→ DATA SUPPLIED
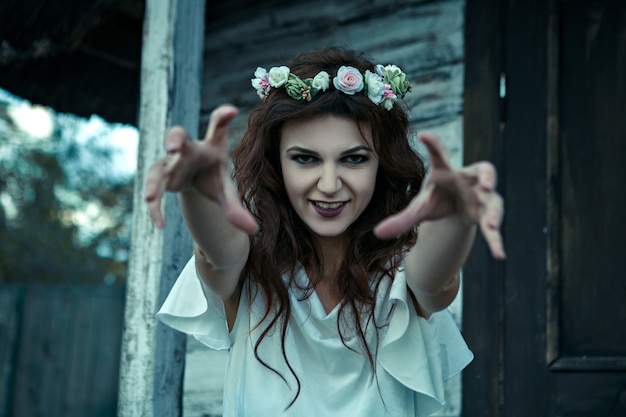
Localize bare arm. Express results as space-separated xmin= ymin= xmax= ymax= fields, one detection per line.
xmin=375 ymin=134 xmax=505 ymax=317
xmin=145 ymin=106 xmax=257 ymax=322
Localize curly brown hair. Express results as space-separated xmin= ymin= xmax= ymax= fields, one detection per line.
xmin=233 ymin=47 xmax=424 ymax=406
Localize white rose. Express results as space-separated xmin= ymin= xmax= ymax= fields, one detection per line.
xmin=365 ymin=70 xmax=385 ymax=104
xmin=269 ymin=65 xmax=289 ymax=88
xmin=333 ymin=65 xmax=363 ymax=95
xmin=311 ymin=71 xmax=330 ymax=91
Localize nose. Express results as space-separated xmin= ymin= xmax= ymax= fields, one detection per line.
xmin=317 ymin=165 xmax=342 ymax=194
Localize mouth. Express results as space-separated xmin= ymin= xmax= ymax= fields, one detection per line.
xmin=311 ymin=201 xmax=348 ymax=217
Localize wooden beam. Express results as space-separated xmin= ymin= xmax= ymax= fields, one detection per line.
xmin=118 ymin=0 xmax=205 ymax=417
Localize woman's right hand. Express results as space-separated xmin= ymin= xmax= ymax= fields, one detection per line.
xmin=144 ymin=105 xmax=258 ymax=234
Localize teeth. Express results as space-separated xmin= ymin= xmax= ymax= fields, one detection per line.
xmin=315 ymin=201 xmax=343 ymax=210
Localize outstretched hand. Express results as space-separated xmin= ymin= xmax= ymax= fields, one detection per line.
xmin=144 ymin=105 xmax=257 ymax=233
xmin=374 ymin=133 xmax=506 ymax=259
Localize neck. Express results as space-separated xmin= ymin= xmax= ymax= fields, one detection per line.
xmin=315 ymin=236 xmax=348 ymax=281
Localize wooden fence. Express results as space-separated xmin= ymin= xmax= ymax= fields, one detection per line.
xmin=0 ymin=286 xmax=125 ymax=417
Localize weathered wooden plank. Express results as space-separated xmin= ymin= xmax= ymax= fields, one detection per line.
xmin=0 ymin=286 xmax=24 ymax=416
xmin=0 ymin=286 xmax=124 ymax=417
xmin=462 ymin=0 xmax=508 ymax=417
xmin=202 ymin=0 xmax=464 ymax=142
xmin=118 ymin=0 xmax=204 ymax=417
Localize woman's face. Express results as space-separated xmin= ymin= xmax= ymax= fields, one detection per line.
xmin=280 ymin=115 xmax=378 ymax=237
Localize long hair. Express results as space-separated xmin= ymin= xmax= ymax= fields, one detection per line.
xmin=233 ymin=48 xmax=424 ymax=406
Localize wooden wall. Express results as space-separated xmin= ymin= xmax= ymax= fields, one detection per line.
xmin=0 ymin=286 xmax=124 ymax=417
xmin=201 ymin=0 xmax=465 ymax=164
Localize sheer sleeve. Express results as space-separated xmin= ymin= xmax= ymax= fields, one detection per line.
xmin=378 ymin=271 xmax=474 ymax=415
xmin=157 ymin=257 xmax=232 ymax=350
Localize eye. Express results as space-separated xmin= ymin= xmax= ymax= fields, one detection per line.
xmin=343 ymin=154 xmax=369 ymax=165
xmin=291 ymin=154 xmax=317 ymax=165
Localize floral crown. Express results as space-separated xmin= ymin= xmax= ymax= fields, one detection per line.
xmin=251 ymin=64 xmax=412 ymax=110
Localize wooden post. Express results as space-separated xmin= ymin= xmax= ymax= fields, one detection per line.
xmin=118 ymin=0 xmax=205 ymax=417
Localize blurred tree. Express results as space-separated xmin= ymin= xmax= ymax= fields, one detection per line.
xmin=0 ymin=103 xmax=133 ymax=284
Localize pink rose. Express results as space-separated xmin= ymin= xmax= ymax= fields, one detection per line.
xmin=333 ymin=66 xmax=363 ymax=95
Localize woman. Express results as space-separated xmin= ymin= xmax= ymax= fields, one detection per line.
xmin=146 ymin=48 xmax=504 ymax=416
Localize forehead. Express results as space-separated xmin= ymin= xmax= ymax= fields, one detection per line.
xmin=280 ymin=115 xmax=373 ymax=151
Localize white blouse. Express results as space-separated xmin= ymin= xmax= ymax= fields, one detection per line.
xmin=157 ymin=258 xmax=473 ymax=417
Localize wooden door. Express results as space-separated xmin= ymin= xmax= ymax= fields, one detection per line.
xmin=463 ymin=0 xmax=626 ymax=417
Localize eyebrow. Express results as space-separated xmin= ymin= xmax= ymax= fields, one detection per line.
xmin=285 ymin=145 xmax=373 ymax=156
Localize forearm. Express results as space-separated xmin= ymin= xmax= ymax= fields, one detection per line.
xmin=178 ymin=189 xmax=249 ymax=269
xmin=406 ymin=216 xmax=476 ymax=298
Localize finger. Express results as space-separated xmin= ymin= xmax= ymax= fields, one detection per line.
xmin=204 ymin=104 xmax=239 ymax=145
xmin=464 ymin=162 xmax=498 ymax=191
xmin=164 ymin=126 xmax=191 ymax=154
xmin=374 ymin=194 xmax=425 ymax=239
xmin=480 ymin=194 xmax=506 ymax=259
xmin=144 ymin=161 xmax=165 ymax=228
xmin=225 ymin=197 xmax=259 ymax=235
xmin=419 ymin=132 xmax=450 ymax=169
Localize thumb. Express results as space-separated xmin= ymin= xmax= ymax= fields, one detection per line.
xmin=204 ymin=104 xmax=239 ymax=145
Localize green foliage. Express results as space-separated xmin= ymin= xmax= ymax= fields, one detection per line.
xmin=0 ymin=103 xmax=133 ymax=284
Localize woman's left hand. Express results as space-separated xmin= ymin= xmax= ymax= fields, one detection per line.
xmin=374 ymin=133 xmax=506 ymax=259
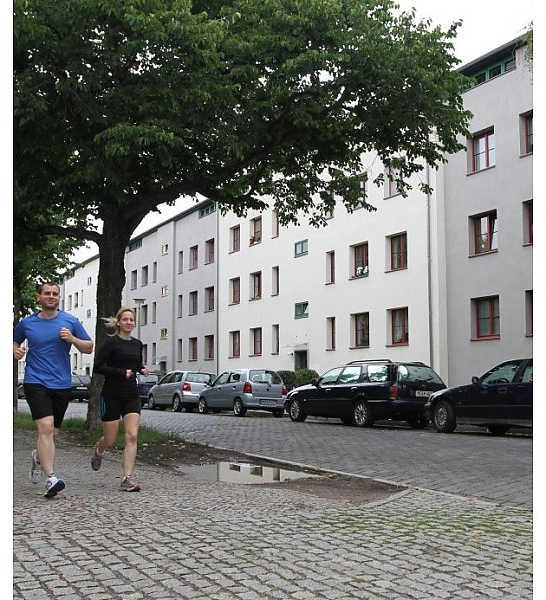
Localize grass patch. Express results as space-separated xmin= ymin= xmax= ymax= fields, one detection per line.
xmin=13 ymin=413 xmax=191 ymax=456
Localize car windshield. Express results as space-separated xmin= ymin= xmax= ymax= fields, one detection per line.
xmin=398 ymin=365 xmax=444 ymax=385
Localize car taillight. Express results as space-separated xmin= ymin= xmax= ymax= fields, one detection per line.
xmin=389 ymin=385 xmax=398 ymax=400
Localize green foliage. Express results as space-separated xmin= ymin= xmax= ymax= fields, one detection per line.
xmin=294 ymin=369 xmax=319 ymax=387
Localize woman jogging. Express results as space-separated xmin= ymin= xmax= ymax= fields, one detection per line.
xmin=91 ymin=307 xmax=150 ymax=492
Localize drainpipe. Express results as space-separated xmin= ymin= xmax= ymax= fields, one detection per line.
xmin=425 ymin=162 xmax=434 ymax=369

→ EXERCISE DESCRIPTION
Reproduce every line above word for word, omitting the pictures.

→ REPLY
Localize bare arm. Express results as space-separated xmin= ymin= xmax= ymax= fields, one detection per line.
xmin=375 ymin=134 xmax=505 ymax=317
xmin=145 ymin=106 xmax=257 ymax=322
Localize curly brown hair. Express results as space-separated xmin= ymin= xmax= ymax= fields, one detection per line.
xmin=233 ymin=47 xmax=424 ymax=406
Localize white rose. Express results as space-separated xmin= ymin= xmax= ymax= fields, one detection per line.
xmin=365 ymin=70 xmax=385 ymax=104
xmin=269 ymin=65 xmax=289 ymax=88
xmin=333 ymin=65 xmax=363 ymax=95
xmin=311 ymin=71 xmax=330 ymax=91
Localize nose. Express results as space-separated xmin= ymin= xmax= ymax= fields, one detection per line.
xmin=317 ymin=165 xmax=342 ymax=194
Localize mouth. Express results as space-separated xmin= ymin= xmax= ymax= fields, one detection per line.
xmin=311 ymin=201 xmax=348 ymax=217
Localize wooden beam. Express results as space-separated xmin= ymin= xmax= ymax= fields, one detection per line.
xmin=118 ymin=0 xmax=205 ymax=417
Localize woman's right hand. Express results as space-separated xmin= ymin= xmax= ymax= fields, one detection per line.
xmin=144 ymin=105 xmax=258 ymax=234
Localize teeth. Express results as space-separated xmin= ymin= xmax= ymax= fields, one detection per line.
xmin=315 ymin=201 xmax=343 ymax=210
Localize outstretched hand. Express results as space-separated xmin= ymin= xmax= ymax= fields, one detection per line.
xmin=144 ymin=105 xmax=257 ymax=233
xmin=374 ymin=133 xmax=506 ymax=259
Localize neck. Express results as space-separated xmin= ymin= xmax= ymax= fields, one detection per line.
xmin=315 ymin=236 xmax=348 ymax=281
Localize wooden fence. Express results as space-separated xmin= ymin= xmax= ymax= fields, one detection per line.
xmin=0 ymin=286 xmax=125 ymax=417
Localize weathered wooden plank. Express results as space-separated xmin= ymin= xmax= ymax= fields, one detection per line.
xmin=0 ymin=286 xmax=24 ymax=416
xmin=0 ymin=286 xmax=124 ymax=417
xmin=462 ymin=0 xmax=508 ymax=417
xmin=202 ymin=0 xmax=464 ymax=142
xmin=118 ymin=0 xmax=204 ymax=417
Localize woman's face. Express results as space-separated xmin= ymin= xmax= ymax= fields, one detection per line.
xmin=280 ymin=115 xmax=378 ymax=237
Localize long hair. Express results as space-separated xmin= ymin= xmax= ymax= fields, one detection per line.
xmin=233 ymin=48 xmax=424 ymax=406
Localize wooden wall. Express results as space-separated xmin= ymin= xmax= ymax= fields, one detection per line.
xmin=0 ymin=286 xmax=124 ymax=417
xmin=201 ymin=0 xmax=465 ymax=164
Localize sheer sleeve. Express results as space-separated xmin= ymin= xmax= ymax= fields, one detection per line.
xmin=378 ymin=271 xmax=474 ymax=415
xmin=157 ymin=257 xmax=232 ymax=350
Localize eye. Express results as space-separated xmin= ymin= xmax= ymax= fields, one detection per line.
xmin=343 ymin=154 xmax=369 ymax=165
xmin=291 ymin=154 xmax=317 ymax=165
Localize floral crown. Express results as space-separated xmin= ymin= xmax= ymax= fields, one detection per line.
xmin=251 ymin=64 xmax=412 ymax=110
Localize wooden post. Express results as space-separated xmin= ymin= xmax= ymax= fields, one detection per line.
xmin=118 ymin=0 xmax=205 ymax=417
Localize blurred tree. Express results as space-separated xmin= ymin= xmax= ymax= fields, one detection per line.
xmin=0 ymin=103 xmax=133 ymax=284
Localize pink rose. Express results as space-separated xmin= ymin= xmax= ymax= fields, one detection per line.
xmin=333 ymin=66 xmax=363 ymax=95
Localize woman. Express results as space-separated xmin= ymin= xmax= ymax= fields, one detection per line.
xmin=146 ymin=48 xmax=504 ymax=416
Localize forehead. Express results as space-separated xmin= ymin= xmax= ymax= fields, one detection per line.
xmin=280 ymin=115 xmax=373 ymax=151
Localize white blouse. Express results as space-separated xmin= ymin= xmax= ymax= fields, one detection per line.
xmin=157 ymin=258 xmax=473 ymax=417
Localize wooden door. Express results as space-separated xmin= ymin= xmax= ymax= fields, one detection per line.
xmin=463 ymin=0 xmax=626 ymax=417
Localize eyebrow. Express results as space-separated xmin= ymin= xmax= ymax= fields, one detection per line.
xmin=285 ymin=145 xmax=373 ymax=156
Localize forearm. Express results as space-separated xmin= ymin= xmax= ymax= fields, one detection per line.
xmin=178 ymin=189 xmax=249 ymax=269
xmin=406 ymin=216 xmax=476 ymax=298
Localize finger. Express results as space-separated xmin= ymin= xmax= ymax= fields, one detection per line.
xmin=204 ymin=104 xmax=239 ymax=145
xmin=464 ymin=162 xmax=498 ymax=191
xmin=164 ymin=126 xmax=191 ymax=154
xmin=374 ymin=194 xmax=425 ymax=239
xmin=480 ymin=194 xmax=506 ymax=259
xmin=144 ymin=161 xmax=165 ymax=228
xmin=225 ymin=197 xmax=259 ymax=235
xmin=419 ymin=132 xmax=450 ymax=169
Localize thumb. Express results as space-separated xmin= ymin= xmax= ymax= fields, one detection per line.
xmin=204 ymin=104 xmax=239 ymax=145
Localize green foliage. Express results as space-separated xmin= ymin= xmax= ymax= fields, one detection per line.
xmin=0 ymin=103 xmax=133 ymax=284
Localize woman's left hand. Express results as space-separated xmin= ymin= xmax= ymax= fields, one detection per line.
xmin=374 ymin=133 xmax=506 ymax=259
Localize grass patch. Express results as space-separated xmin= ymin= xmax= ymax= fields, one detection per line.
xmin=13 ymin=413 xmax=191 ymax=456
Localize car windshield. Express results as space-separated xmin= ymin= xmax= ymax= fields, one detection per line.
xmin=398 ymin=365 xmax=444 ymax=385
Localize car taillight. Express results as space-separated xmin= ymin= xmax= ymax= fields, one detection per line.
xmin=389 ymin=385 xmax=398 ymax=400
Localize green foliage. Express results as space-separated xmin= ymin= xmax= ymax= fields, one detection per line.
xmin=294 ymin=369 xmax=319 ymax=387
Localize woman jogging. Express results as space-separated xmin= ymin= xmax= ymax= fields, one detection per line.
xmin=91 ymin=307 xmax=150 ymax=492
Localize drainpipe. Express results as space-separated xmin= ymin= xmax= ymax= fields, one detection per line.
xmin=425 ymin=162 xmax=434 ymax=369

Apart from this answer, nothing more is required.